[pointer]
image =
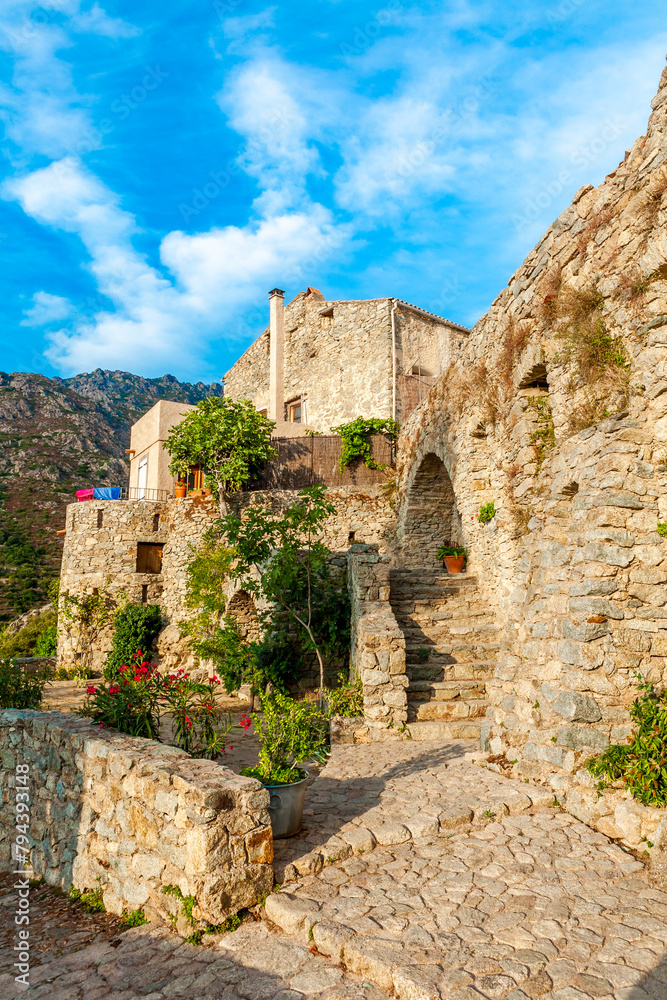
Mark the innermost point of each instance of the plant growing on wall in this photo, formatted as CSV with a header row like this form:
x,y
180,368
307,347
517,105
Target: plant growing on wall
x,y
85,618
136,627
356,439
227,438
487,512
641,765
280,556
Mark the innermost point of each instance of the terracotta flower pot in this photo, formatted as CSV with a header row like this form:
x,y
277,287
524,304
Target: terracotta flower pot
x,y
454,564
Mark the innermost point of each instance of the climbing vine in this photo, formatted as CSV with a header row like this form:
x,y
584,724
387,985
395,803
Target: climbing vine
x,y
356,443
544,437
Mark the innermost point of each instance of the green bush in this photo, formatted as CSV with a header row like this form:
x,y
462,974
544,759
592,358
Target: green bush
x,y
25,642
136,627
18,688
347,699
47,641
642,764
290,733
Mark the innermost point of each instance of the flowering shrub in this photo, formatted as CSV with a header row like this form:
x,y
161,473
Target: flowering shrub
x,y
137,701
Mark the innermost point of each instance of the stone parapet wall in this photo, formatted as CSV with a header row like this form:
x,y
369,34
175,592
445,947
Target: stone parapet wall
x,y
378,645
132,816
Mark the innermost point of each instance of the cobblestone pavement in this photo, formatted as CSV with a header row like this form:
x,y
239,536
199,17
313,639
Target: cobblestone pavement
x,y
480,895
381,794
151,963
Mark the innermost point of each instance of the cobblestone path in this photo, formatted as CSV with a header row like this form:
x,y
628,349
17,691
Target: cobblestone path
x,y
420,875
465,890
151,963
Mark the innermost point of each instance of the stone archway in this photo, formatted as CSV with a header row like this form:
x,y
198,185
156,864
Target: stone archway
x,y
242,607
430,517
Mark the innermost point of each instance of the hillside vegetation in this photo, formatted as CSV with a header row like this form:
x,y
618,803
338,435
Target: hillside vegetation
x,y
58,436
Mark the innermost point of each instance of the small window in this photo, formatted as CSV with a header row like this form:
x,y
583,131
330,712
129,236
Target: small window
x,y
149,557
142,479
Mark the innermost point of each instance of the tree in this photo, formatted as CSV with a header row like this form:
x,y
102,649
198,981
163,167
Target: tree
x,y
281,557
227,438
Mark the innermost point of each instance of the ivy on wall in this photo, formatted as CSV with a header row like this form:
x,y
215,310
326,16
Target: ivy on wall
x,y
356,439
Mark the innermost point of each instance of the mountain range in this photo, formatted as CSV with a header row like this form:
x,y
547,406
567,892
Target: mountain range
x,y
57,436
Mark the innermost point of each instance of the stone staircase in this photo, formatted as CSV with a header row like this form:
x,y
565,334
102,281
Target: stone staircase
x,y
451,644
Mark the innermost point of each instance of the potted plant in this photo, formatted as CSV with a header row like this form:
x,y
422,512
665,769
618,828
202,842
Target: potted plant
x,y
453,557
290,733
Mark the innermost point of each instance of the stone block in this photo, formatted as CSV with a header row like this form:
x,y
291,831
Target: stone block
x,y
289,912
611,555
582,738
576,707
595,606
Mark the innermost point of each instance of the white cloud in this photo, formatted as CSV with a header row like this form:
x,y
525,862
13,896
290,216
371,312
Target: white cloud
x,y
47,309
161,321
97,22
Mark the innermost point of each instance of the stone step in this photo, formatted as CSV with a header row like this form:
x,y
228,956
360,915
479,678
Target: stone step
x,y
430,672
445,711
465,730
446,690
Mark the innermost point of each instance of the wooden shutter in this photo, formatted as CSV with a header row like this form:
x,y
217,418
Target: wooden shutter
x,y
149,557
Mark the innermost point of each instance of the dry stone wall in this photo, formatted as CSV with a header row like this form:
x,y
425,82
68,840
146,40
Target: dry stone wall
x,y
132,816
99,556
556,412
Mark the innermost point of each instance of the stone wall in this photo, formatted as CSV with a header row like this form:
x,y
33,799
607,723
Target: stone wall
x,y
378,645
132,816
341,362
106,556
571,450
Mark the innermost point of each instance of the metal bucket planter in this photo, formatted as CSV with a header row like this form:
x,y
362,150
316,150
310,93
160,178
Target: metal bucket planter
x,y
286,807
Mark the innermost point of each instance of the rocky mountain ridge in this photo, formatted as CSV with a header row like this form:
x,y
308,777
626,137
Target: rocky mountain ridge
x,y
59,435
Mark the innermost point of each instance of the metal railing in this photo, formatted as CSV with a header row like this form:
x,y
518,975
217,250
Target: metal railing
x,y
143,493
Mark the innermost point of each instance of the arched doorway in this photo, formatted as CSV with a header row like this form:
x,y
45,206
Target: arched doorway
x,y
430,517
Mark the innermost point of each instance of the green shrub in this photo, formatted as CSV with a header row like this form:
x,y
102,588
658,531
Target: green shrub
x,y
347,699
18,688
355,439
25,641
290,733
486,512
47,642
136,627
642,764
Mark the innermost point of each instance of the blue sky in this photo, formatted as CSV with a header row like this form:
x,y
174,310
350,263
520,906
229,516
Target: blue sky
x,y
165,164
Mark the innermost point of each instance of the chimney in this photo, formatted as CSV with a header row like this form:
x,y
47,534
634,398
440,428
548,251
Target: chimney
x,y
277,355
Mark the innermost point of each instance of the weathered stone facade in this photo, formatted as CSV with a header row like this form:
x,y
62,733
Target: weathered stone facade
x,y
572,563
132,816
101,548
338,358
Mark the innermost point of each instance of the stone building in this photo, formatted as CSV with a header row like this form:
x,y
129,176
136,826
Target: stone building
x,y
321,363
542,448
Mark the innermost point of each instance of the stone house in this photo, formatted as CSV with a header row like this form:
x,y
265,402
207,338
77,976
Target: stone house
x,y
321,363
552,417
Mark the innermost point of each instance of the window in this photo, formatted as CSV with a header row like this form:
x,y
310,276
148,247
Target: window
x,y
149,557
142,478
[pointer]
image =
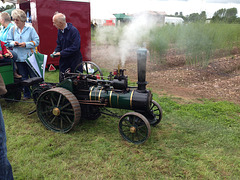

**Your instructions:** Reproduce everything from the line containing "Mark the innermost point of each instance of the metal railing" down to the end of the data, with "innermost point" changed to "central point" throughout and nothing else altered. Leave the pictures out of your answer.

**The solution:**
Mark the central point of each instance of the metal railing in this photo, formatted as CSV with a header row like this form:
x,y
518,975
217,250
Target: metal railing
x,y
143,493
Mark the central point of each instance of the arched doorway in this photo, formatted as CSV with a header row like this form:
x,y
45,206
Target: arched doorway
x,y
430,517
Mark the central point of each instance of the green shrub in this photo, formatted as CSV with a header row like this form:
x,y
102,588
658,531
Target: green shrub
x,y
347,699
18,688
355,439
25,641
290,733
486,512
47,642
136,627
642,764
Mark the central point of each instance of the blue sky in this photo, formatted as CSV with a header row like this form:
x,y
174,310
350,263
520,906
229,516
Target: blue sky
x,y
165,164
Mark the central point of each instance of the chimney in this photo, formatted as CSV with a header row like this form:
x,y
47,534
634,398
440,428
548,251
Target: chimney
x,y
277,355
Mark the central point of each instance of the weathered stone facade in this photo, formatted as CSV with a header row like this form:
x,y
62,733
Target: weathered stone facade
x,y
572,563
132,816
101,548
338,358
Mark the central point of each instance of the stone building in this photo, formatted as CSV with a header row like this form:
x,y
129,176
136,826
Target: stone building
x,y
321,363
542,448
Mark the central point of each instance of the stone house in this photo, formatted as CSV with a header row like this form:
x,y
265,402
207,338
77,976
Target: stone house
x,y
321,363
552,417
Mark the central point of each instance of the window in this photo, formatted as CSV with a header row like this form:
x,y
310,276
148,247
Target: window
x,y
149,557
142,478
[pointer]
image =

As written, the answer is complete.